**WORK ORDER**
Please reproduce the final stretch of the listing below: the line that contains "the dark red" and all lines after it, verbatim, with nothing else.

**RECORDS**
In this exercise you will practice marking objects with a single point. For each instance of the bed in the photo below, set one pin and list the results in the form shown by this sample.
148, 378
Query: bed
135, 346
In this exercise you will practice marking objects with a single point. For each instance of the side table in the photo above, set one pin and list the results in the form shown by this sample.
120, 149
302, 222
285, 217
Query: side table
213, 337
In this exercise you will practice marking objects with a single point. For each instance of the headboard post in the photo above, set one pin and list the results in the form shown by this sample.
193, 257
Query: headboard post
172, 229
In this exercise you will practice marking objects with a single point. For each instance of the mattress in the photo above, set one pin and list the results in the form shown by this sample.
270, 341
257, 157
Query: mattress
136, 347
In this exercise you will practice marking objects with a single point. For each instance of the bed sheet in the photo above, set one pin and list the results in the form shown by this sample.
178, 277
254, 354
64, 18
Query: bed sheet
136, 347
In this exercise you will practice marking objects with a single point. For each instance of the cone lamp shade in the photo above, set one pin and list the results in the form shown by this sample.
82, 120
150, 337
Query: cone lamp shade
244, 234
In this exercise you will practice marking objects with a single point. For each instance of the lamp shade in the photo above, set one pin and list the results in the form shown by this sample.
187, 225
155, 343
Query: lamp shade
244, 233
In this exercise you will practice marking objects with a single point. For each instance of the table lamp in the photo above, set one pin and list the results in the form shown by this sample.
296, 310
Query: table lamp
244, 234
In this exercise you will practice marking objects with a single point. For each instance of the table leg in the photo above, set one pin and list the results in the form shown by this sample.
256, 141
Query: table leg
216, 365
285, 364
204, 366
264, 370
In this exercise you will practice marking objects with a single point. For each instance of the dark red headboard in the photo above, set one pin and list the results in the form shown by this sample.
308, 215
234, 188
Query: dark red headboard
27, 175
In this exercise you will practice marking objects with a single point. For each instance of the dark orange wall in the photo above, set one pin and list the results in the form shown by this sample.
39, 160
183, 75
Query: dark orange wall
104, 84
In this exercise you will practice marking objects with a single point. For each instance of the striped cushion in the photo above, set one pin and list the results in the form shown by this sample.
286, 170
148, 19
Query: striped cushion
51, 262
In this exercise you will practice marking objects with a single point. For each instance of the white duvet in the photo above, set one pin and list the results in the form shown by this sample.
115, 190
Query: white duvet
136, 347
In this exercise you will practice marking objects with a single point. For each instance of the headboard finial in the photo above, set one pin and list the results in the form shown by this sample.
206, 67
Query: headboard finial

**SOLUTION FOR THIS PROBLEM**
In this exercise you will practice marking objects with a single point. For each instance of the dark red headboard in the photo above, set one pin and list the results in the form shown by this sample.
308, 215
234, 188
Query: dark red headboard
27, 175
In this exercise you will practice marking objects with a single point. For each instance of the dark orange wall in the photo above, set one pin and list the results in the form shown by this sample.
39, 160
183, 75
Query: dark orange wall
104, 84
In this exercise you will practice marking objects with a single point. For each instance of the striped cushion in the photo above, set one pin and list the results in the form shown by this sample.
286, 170
148, 19
Query: striped cushion
51, 262
In this exercise you will practice marking objects with a single point. For each instance of the white duvet in the photo above, set one pin and list the results in the form shown by this sample.
115, 190
Query: white duvet
136, 347
In this exercise you will practice marking objects with a single point. For each instance of the headboard finial in the photo above, set one pin and list the results in the form shown by this sample.
206, 67
Query: headboard finial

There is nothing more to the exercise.